>>>

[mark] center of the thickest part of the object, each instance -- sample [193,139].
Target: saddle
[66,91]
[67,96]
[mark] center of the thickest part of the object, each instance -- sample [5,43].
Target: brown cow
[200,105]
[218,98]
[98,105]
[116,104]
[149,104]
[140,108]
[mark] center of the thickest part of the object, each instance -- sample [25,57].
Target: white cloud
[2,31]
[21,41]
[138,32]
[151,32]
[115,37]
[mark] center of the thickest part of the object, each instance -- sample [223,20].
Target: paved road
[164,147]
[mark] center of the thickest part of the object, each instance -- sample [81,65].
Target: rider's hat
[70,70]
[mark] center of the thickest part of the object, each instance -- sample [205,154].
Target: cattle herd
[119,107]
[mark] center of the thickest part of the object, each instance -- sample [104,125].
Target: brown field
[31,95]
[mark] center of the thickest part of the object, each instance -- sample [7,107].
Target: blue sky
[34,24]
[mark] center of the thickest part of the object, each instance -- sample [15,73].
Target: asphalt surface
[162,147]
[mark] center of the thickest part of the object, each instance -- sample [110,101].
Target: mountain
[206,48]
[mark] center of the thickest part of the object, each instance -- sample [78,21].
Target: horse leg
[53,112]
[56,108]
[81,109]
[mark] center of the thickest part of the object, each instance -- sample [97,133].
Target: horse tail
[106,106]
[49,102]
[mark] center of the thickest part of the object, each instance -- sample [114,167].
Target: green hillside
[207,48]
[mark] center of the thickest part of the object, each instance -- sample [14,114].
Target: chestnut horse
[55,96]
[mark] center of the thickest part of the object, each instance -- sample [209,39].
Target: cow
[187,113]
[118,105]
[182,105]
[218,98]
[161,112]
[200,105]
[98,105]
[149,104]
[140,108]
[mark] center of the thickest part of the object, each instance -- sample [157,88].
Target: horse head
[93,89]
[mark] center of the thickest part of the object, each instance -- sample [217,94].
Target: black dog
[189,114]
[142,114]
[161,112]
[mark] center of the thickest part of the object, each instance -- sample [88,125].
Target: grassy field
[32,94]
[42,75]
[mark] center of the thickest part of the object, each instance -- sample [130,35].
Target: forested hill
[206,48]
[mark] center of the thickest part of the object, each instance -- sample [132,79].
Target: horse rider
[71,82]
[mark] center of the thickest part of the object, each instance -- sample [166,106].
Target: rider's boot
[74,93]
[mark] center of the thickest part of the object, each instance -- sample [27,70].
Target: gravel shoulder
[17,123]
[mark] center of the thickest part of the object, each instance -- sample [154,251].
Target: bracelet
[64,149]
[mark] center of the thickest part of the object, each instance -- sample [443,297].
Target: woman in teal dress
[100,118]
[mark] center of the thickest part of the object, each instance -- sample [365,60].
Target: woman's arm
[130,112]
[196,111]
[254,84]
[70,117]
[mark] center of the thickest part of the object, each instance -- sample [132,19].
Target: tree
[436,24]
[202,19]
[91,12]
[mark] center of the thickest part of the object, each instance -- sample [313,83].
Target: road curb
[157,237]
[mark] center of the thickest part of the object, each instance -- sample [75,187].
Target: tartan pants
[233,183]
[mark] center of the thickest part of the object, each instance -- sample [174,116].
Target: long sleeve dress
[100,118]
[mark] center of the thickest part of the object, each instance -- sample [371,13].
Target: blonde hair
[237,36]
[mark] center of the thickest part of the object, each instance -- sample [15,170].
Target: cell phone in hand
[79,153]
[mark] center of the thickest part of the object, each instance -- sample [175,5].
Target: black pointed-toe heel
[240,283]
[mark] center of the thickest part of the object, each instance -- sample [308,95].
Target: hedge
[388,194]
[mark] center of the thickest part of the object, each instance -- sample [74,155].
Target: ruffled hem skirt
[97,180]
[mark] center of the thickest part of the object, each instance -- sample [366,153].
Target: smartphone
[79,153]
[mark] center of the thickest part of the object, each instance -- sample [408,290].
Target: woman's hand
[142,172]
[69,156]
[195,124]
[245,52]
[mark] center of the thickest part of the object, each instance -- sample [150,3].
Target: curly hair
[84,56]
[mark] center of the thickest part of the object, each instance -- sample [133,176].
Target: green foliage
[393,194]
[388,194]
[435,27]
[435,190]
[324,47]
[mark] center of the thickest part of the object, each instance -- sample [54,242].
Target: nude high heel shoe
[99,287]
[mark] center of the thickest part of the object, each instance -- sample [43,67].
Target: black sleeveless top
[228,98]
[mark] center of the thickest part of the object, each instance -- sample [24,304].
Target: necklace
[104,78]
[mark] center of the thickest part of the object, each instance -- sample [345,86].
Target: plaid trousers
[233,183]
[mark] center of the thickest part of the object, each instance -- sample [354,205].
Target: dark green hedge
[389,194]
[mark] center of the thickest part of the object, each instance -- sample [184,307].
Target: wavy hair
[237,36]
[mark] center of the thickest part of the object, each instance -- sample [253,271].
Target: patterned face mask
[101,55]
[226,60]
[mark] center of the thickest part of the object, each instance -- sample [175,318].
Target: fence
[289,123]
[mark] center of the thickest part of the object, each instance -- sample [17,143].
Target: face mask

<<<

Swap "thickest part" for "widest part" throughout the data above, and write out every line again with nothing else altered.

[mark] center of the widest part of the object, each instance -- sample [193,139].
Target: saddle
[66,91]
[67,96]
[mark] center of the widest part of the object, each instance -- sample [5,43].
Target: brown cow
[200,105]
[218,98]
[98,105]
[116,104]
[149,104]
[140,108]
[mark] center of the widest part of the object, each instance -- sample [25,57].
Target: white cloud
[2,31]
[21,41]
[138,32]
[151,32]
[115,37]
[mark] center of the widest part of the object, each instance -- sample [223,20].
Target: paved road
[164,147]
[mark] center of the widest part of the object, each instance -- sample [81,65].
Target: rider's hat
[70,70]
[mark] center of the widest part of the object, each instance -- sample [205,154].
Target: cattle herd
[119,107]
[mark] center of the widest part of the object, each instance -- sample [104,125].
Target: brown field
[31,95]
[mark] center of the widest part of the object, each instance -- sample [7,107].
Target: blue sky
[34,24]
[mark] center of the widest part of the object, each instance -- sample [15,73].
Target: asphalt surface
[162,147]
[mark] center of the widest part of the object, each instance -- sample [110,101].
Target: mountain
[206,48]
[mark] center of the widest part of the object, each instance -- sample [78,21].
Target: horse leg
[53,112]
[56,108]
[81,109]
[mark] center of the widest part of the object, each instance -- sample [97,133].
Target: horse tail
[106,106]
[49,102]
[mark] center of the widest part of the object, each instance -- sample [114,167].
Target: green hillside
[207,48]
[mark] center of the widest part of the object, each instance -- sample [14,114].
Target: chestnut horse
[55,96]
[mark] center of the widest part of the object, each instance -- sample [209,39].
Target: cow
[187,113]
[118,105]
[182,105]
[218,98]
[161,112]
[200,105]
[98,105]
[149,104]
[140,108]
[mark] center of the widest part of the object, each instance -- sample [157,88].
Target: horse head
[93,89]
[mark] center of the widest part of the object, each instance -- sample [217,94].
Target: black dog
[189,114]
[142,114]
[161,112]
[mark] center of the widest part of the object, each instance -- sample [88,125].
Target: grassy field
[32,94]
[42,75]
[mark] center of the widest part of the object, each instance -- sample [130,35].
Target: forested hill
[206,48]
[mark] center of the widest part of the object, each instance -- sample [132,79].
Target: horse rider
[71,82]
[mark] center of the widest part of the object, each instance -- sample [166,106].
Target: rider's boot
[74,93]
[mark] center of the widest part of the object, each instance -- sample [27,70].
Target: gravel shoulder
[17,123]
[mark] center of the widest part of the object, each instance -- sample [154,251].
Target: bracelet
[64,149]
[mark] center of the widest part of the object, each instance -- sample [443,297].
Target: woman in teal dress
[100,118]
[mark] center of the widest part of the object, each instance -- sample [365,60].
Target: woman's arm
[130,112]
[196,111]
[254,84]
[70,117]
[mark] center of the widest part of the object, each instance -- sample [132,19].
Target: tree
[436,24]
[202,19]
[91,12]
[mark] center of the widest part of the object, each instance -- sample [313,83].
Target: road curb
[157,237]
[mark] center of the widest part of the object, each instance -- sample [75,187].
Target: tartan pants
[233,183]
[mark] center of the widest part of the object, each instance -- sample [174,116].
Target: long sleeve dress
[100,118]
[mark] center of the widest part of the object, each instance -- sample [371,13].
Target: blonde hair
[237,36]
[mark] center of the widest part of the object, each instance -- sample [15,170].
Target: cell phone in hand
[79,153]
[mark] center of the widest part of the object, each instance -- sample [175,5].
Target: black pointed-toe heel
[240,283]
[mark] center of the widest part of the object, each instance -- sample [308,95].
Target: hedge
[388,194]
[mark] center of the widest part of the object, each instance -- sample [74,155].
Target: ruffled hem skirt
[97,180]
[mark] center of the widest part of the object, each instance -- sample [366,153].
Target: smartphone
[79,153]
[mark] center of the widest part of the object, each instance -- sample [408,290].
Target: woman's hand
[142,172]
[69,156]
[195,124]
[245,52]
[mark] center of the widest part of the object, each instance -- sample [150,3].
Target: curly hair
[84,56]
[mark] center of the widest part of the object, each instance -- sample [133,176].
Target: green foliage
[393,194]
[388,194]
[435,27]
[435,190]
[324,47]
[mark] center of the widest part of the object, each instance -- sample [54,242].
Target: nude high heel shoe
[99,287]
[mark] center of the widest part of the object, each instance -- sample [43,67].
Target: black sleeveless top
[228,98]
[mark] center of the widest part of the object, each instance -- sample [24,304].
Target: necklace
[104,78]
[mark] center of the widest part of the object, each instance -- sample [345,86].
Target: plaid trousers
[233,183]
[mark] center of the widest part of the object, each instance -- sample [354,205].
Target: dark green hedge
[389,194]
[mark] center of the widest part of the object, each instance -- sample [184,307].
Target: wavy hair
[237,36]
[mark] center of the widest part of the object, each instance -- sample [253,271].
Target: patterned face mask
[101,55]
[226,60]
[mark] center of the widest part of the object, each instance -- sample [175,318].
Target: fence
[289,123]
[mark] center of the widest part of the object, each instance -- sample [17,143].
Target: face mask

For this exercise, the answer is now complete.